[BEGIN]

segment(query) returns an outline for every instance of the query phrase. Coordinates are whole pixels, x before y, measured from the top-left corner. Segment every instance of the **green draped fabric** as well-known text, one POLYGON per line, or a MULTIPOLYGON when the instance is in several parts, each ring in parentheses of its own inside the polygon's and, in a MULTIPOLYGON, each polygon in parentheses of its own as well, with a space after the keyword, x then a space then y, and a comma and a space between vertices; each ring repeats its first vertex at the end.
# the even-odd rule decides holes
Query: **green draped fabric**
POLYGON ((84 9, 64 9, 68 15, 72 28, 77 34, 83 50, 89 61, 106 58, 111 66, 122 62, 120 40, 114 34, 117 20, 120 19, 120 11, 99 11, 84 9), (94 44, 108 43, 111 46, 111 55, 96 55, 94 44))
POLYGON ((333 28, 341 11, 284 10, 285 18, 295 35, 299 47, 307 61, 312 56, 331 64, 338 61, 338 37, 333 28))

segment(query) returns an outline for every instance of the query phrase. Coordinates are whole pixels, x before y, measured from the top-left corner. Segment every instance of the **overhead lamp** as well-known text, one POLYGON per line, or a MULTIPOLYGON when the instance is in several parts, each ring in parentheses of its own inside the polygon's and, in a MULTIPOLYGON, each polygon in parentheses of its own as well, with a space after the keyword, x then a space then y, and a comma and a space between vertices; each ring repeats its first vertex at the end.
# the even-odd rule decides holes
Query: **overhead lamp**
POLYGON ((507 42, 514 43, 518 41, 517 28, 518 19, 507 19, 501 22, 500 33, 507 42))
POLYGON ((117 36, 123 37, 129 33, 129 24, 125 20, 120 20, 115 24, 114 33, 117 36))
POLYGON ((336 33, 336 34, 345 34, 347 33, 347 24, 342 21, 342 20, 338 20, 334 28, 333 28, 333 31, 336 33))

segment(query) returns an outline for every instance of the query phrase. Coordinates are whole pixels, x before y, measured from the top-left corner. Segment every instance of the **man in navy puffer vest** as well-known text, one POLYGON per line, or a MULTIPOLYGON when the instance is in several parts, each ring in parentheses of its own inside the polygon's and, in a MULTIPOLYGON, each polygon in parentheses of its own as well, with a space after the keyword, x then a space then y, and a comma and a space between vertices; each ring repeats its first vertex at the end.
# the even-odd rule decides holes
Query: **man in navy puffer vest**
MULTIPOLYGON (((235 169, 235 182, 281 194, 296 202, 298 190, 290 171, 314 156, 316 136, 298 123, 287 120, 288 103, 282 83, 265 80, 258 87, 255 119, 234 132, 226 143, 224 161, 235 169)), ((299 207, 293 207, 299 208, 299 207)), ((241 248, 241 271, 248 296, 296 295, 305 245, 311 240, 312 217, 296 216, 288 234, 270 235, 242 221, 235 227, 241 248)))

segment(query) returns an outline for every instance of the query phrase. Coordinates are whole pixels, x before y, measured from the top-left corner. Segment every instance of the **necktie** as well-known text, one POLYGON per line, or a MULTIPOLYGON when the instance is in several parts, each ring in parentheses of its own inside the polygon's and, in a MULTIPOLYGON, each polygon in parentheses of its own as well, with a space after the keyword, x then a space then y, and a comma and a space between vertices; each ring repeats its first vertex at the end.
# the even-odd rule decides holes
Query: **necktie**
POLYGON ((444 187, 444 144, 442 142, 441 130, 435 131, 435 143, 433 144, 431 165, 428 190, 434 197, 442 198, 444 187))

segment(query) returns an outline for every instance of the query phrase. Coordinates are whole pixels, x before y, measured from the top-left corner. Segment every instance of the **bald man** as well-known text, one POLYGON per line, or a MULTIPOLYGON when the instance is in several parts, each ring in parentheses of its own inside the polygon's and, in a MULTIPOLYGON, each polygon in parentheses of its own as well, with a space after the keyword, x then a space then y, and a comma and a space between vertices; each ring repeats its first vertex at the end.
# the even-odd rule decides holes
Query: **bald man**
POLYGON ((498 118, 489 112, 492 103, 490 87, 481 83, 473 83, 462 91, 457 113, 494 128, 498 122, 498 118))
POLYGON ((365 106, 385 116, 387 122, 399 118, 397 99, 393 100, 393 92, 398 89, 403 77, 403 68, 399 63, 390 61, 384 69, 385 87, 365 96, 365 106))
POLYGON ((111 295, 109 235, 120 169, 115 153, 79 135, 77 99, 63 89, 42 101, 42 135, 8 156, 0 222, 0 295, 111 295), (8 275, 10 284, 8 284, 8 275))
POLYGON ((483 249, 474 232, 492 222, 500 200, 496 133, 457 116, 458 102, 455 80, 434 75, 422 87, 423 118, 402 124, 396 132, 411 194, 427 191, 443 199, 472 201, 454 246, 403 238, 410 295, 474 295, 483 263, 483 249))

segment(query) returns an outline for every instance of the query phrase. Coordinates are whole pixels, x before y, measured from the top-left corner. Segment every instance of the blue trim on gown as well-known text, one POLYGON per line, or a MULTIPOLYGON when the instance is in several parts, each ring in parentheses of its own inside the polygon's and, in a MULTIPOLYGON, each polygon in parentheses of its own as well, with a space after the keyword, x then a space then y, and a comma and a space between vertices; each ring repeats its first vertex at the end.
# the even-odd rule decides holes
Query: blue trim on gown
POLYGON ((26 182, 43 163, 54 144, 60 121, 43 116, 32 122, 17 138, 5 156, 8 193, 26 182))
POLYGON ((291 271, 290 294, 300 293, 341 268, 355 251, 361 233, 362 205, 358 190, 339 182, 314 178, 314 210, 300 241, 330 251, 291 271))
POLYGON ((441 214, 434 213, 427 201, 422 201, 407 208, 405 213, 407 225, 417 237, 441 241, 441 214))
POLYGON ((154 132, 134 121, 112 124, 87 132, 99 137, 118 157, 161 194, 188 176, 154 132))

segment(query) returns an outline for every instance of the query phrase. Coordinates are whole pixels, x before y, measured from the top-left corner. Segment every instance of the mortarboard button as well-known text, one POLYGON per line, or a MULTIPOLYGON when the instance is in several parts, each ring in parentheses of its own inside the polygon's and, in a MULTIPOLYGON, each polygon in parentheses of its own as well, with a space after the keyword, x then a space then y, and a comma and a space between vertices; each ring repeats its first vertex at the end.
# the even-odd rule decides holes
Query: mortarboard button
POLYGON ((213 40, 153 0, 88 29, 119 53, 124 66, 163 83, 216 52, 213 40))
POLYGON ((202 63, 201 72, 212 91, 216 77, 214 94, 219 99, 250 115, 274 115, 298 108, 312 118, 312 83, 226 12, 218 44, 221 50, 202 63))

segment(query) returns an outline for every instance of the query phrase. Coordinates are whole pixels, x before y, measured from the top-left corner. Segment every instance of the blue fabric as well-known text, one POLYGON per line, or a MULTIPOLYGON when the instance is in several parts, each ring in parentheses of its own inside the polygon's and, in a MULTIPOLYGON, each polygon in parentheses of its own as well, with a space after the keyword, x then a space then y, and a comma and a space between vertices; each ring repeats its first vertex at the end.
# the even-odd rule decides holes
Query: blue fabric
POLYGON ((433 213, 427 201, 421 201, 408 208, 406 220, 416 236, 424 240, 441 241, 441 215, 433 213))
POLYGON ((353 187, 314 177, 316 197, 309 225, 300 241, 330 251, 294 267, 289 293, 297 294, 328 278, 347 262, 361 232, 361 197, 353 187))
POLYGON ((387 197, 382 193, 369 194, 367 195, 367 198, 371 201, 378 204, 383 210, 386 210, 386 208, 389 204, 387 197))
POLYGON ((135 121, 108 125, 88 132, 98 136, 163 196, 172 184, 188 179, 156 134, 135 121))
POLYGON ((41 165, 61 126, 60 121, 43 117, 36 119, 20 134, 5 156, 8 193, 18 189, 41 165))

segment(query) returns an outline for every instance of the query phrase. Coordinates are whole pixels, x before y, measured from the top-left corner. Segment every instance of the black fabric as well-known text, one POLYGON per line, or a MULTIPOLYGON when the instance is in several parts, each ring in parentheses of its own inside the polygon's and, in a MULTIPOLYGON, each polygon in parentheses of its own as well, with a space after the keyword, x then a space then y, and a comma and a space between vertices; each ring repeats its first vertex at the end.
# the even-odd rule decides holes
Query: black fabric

[END]

_Exercise objective_
Write out, unchanged, the stretch of the listing from the line containing "of the **overhead" through the line containing "Query: **overhead lamp**", including both of those lines.

_In response_
segment(query) returns an outline for every instance of the query phrase. Coordinates are whole pixels, x before y, measured from the top-left corner. Segment every instance of the **overhead lamp** as well-known text, one POLYGON per line, or a MULTIPOLYGON when the instance is in several parts, each ring in parentheses of its own inside the polygon's and, in a MULTIPOLYGON, each polygon in parentheses of its own as well, with a space after the keyword, x then a space then y, and a comma and a space between vertices; each ring repeats its first vertex at the end.
# the even-odd rule decides holes
Query: **overhead lamp**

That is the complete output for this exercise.